>>>>>
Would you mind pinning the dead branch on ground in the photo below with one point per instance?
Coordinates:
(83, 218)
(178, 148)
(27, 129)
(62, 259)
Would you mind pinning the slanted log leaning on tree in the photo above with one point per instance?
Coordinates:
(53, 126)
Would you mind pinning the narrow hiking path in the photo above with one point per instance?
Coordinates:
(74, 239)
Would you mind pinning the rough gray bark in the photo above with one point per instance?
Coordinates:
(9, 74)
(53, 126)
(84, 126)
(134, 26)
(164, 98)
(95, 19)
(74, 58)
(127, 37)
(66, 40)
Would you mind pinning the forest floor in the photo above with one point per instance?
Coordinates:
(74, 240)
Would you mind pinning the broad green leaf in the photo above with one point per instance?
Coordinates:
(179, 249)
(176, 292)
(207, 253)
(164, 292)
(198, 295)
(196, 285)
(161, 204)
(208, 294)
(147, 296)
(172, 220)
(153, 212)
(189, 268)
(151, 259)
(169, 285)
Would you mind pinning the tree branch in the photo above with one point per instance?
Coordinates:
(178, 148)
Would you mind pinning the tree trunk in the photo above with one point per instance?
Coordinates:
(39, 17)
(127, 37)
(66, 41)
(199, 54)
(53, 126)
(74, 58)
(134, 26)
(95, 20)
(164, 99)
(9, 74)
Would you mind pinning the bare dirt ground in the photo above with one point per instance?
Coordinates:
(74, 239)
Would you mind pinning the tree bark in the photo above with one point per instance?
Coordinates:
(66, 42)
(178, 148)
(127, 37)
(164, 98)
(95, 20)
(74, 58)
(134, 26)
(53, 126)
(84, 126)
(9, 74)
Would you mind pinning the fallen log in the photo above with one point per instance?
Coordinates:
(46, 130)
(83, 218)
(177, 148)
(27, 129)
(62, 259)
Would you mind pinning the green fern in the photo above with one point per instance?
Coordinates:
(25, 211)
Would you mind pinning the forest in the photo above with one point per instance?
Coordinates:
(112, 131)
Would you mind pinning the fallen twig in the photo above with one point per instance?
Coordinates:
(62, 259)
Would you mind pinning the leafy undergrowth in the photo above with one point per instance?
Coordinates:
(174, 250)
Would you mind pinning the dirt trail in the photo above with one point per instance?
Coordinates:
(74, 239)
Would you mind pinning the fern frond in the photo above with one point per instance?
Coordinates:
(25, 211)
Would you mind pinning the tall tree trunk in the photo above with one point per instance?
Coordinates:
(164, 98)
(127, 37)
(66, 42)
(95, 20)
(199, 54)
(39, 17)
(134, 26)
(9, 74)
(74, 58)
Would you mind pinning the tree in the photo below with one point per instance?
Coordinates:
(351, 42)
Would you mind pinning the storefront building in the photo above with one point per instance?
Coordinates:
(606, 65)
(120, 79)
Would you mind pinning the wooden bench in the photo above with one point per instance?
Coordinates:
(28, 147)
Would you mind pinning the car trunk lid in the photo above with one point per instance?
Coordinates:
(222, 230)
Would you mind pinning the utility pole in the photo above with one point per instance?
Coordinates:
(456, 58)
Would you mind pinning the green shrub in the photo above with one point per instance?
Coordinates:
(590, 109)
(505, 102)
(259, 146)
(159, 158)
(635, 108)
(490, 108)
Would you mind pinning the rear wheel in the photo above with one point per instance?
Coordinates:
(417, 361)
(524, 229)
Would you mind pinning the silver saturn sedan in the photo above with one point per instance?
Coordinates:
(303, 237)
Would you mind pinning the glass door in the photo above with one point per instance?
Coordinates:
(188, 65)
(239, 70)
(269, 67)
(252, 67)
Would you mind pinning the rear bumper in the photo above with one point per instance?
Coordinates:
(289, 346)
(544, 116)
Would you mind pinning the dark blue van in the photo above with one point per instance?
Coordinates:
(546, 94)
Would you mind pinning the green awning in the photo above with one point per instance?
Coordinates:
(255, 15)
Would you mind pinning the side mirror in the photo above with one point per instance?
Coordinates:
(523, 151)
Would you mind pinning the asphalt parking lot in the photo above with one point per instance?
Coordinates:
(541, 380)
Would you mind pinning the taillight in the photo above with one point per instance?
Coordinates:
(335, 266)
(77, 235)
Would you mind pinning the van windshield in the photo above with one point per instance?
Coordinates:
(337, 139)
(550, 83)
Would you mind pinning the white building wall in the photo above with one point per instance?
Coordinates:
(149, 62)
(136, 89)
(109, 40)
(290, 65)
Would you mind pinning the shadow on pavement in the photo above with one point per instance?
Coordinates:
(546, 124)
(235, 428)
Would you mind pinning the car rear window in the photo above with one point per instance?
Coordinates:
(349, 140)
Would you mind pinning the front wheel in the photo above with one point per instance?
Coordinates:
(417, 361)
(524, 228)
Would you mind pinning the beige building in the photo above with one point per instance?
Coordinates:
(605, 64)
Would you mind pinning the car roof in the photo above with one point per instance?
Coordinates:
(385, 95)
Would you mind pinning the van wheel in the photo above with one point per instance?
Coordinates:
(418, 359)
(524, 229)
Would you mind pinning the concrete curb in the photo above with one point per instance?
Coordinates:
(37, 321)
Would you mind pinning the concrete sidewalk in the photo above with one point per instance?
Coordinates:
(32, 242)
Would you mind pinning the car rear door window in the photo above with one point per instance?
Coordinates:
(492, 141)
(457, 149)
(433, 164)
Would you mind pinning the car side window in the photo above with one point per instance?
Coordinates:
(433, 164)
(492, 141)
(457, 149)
<<<<<
Restate the whole of the material exactly.

Would you mind pinning the dead branch on ground in the photo below with one point per instance?
Coordinates:
(83, 218)
(178, 148)
(27, 129)
(62, 259)
Would you mind pinning the slanted log leaning on tree in the photo above with one point per instance?
Coordinates:
(53, 126)
Would you mind pinning the narrow hiking path in the photo above with one point per instance?
Coordinates:
(74, 239)
Would you mind pinning the rough gray bark in the photo above with one point per instance?
Coordinates:
(9, 74)
(53, 126)
(84, 126)
(134, 26)
(164, 98)
(95, 19)
(74, 58)
(127, 37)
(66, 40)
Would you mind pinning the forest floor in the photo above with one point per instance?
Coordinates:
(74, 240)
Would you mind pinning the broad green leaf in the photo above with one point per instance?
Coordinates:
(179, 249)
(176, 292)
(207, 253)
(164, 292)
(198, 295)
(196, 285)
(161, 204)
(208, 294)
(147, 296)
(172, 220)
(153, 212)
(189, 268)
(151, 259)
(169, 285)
Would you mind pinning the tree branch in the photo above with one point per instance?
Coordinates:
(178, 148)
Would you mind pinning the tree trunk in the photo above with one point per instance?
Coordinates:
(39, 17)
(127, 37)
(66, 41)
(199, 54)
(53, 126)
(74, 58)
(134, 26)
(95, 20)
(164, 99)
(9, 74)
Would you mind pinning the bare dirt ground in the photo above with one point per instance?
Coordinates:
(74, 239)
Would you mind pinning the tree bark in the photo above with one point per instance?
Coordinates:
(66, 42)
(178, 148)
(127, 37)
(164, 98)
(95, 20)
(74, 58)
(134, 26)
(53, 126)
(84, 126)
(9, 74)
Would you mind pinning the fallen log in the photo above with one point per instance?
Coordinates:
(46, 130)
(83, 218)
(177, 148)
(27, 129)
(62, 259)
Would you mind pinning the green fern in the photo above with one point per instance?
Coordinates:
(25, 211)
Would you mind pinning the forest in the photo above with one point per instance?
Coordinates:
(112, 131)
Would you mind pinning the fallen twig in the photo above with one point per instance?
Coordinates:
(62, 259)
Would you mind pinning the leafy undergrowth in the photo above with one point per instance?
Coordinates:
(174, 250)
Would you mind pinning the dirt trail in the photo above with one point per instance?
Coordinates:
(74, 239)
Would you mind pinning the fern frond in the photo above with one point per instance?
Coordinates:
(25, 211)
Would you mind pinning the tall tree trunk in the photo above with one point per instance?
Coordinates:
(164, 98)
(127, 37)
(66, 42)
(95, 20)
(199, 54)
(39, 17)
(134, 26)
(9, 74)
(74, 58)
Would you mind pinning the tree in the photo below with one point per instance?
Coordinates:
(351, 42)
Would you mind pinning the storefront building in the photo above with one point per instance?
Coordinates:
(606, 65)
(120, 79)
Would you mind pinning the wooden bench in the photo above with one point per instance?
Coordinates:
(28, 147)
Would you mind pinning the car trunk lid in the photo above with one point per instance?
Coordinates:
(222, 230)
Would you mind pinning the utility pole in the photo above with one point per instance?
Coordinates:
(456, 58)
Would you mind pinning the green shrub in the photo above with one point per instance?
Coordinates:
(590, 109)
(505, 102)
(259, 146)
(159, 158)
(635, 108)
(490, 108)
Would you mind pinning the rear wheel in the photo above with one point per instance?
Coordinates:
(417, 361)
(524, 229)
Would you mind pinning the silver saturn sedan in the photo above with one point per instance?
Coordinates:
(303, 237)
Would you mind pinning the glass door in the photo above with one point per instance?
Coordinates:
(188, 65)
(239, 70)
(269, 67)
(252, 67)
Would you mind pinning the rear bumper in the photo above with one point per instance?
Coordinates:
(289, 346)
(544, 116)
Would you mind pinning the dark blue van in the photo above with one point per instance?
Coordinates:
(546, 94)
Would you mind pinning the green awning in the photo above with one point per instance?
Coordinates:
(255, 15)
Would you mind pinning the side mirror in the photo above with one point per instance?
Coordinates:
(523, 151)
Would you mind pinning the asphalt parking lot in the photo above with one point per instance?
Coordinates:
(541, 380)
Would you mind pinning the taillight in the photo above with one point per instance?
Coordinates:
(335, 266)
(77, 235)
Would you mind pinning the van windshield in the photo above with one point per instance?
Coordinates:
(337, 139)
(550, 83)
Would you mind pinning the white building wall in the photo above with one point per instance?
Coordinates:
(149, 62)
(136, 89)
(109, 40)
(290, 65)
Would you mind pinning the shadow on pavement in the photo above with one point per instance?
Coordinates:
(546, 124)
(235, 428)
Would you mind pinning the car rear window in the photo above with one point per instance?
Coordinates:
(349, 140)
Would you mind pinning the front wheel in the photo above with one point per instance?
Coordinates:
(417, 361)
(524, 228)
Would you mind pinning the beige building in the photo above with one point per instance?
Coordinates:
(605, 64)
Would you mind pinning the car roof in the photo above with one point per instance?
Coordinates:
(385, 95)
Would you mind pinning the van wheel in the photo above with one point per instance?
Coordinates:
(418, 359)
(524, 229)
Would you mind pinning the concrete curb in the photo above with one point per instance?
Coordinates:
(37, 321)
Would you mind pinning the concrete sidewalk in the photo above with one point per instance?
Coordinates:
(32, 242)
Would you mind pinning the car rear door window in the photo above with one point per instance?
Coordinates:
(492, 141)
(457, 149)
(433, 164)
Would you mind pinning the car side window in the photo above with one point per instance?
Coordinates:
(433, 164)
(492, 141)
(457, 149)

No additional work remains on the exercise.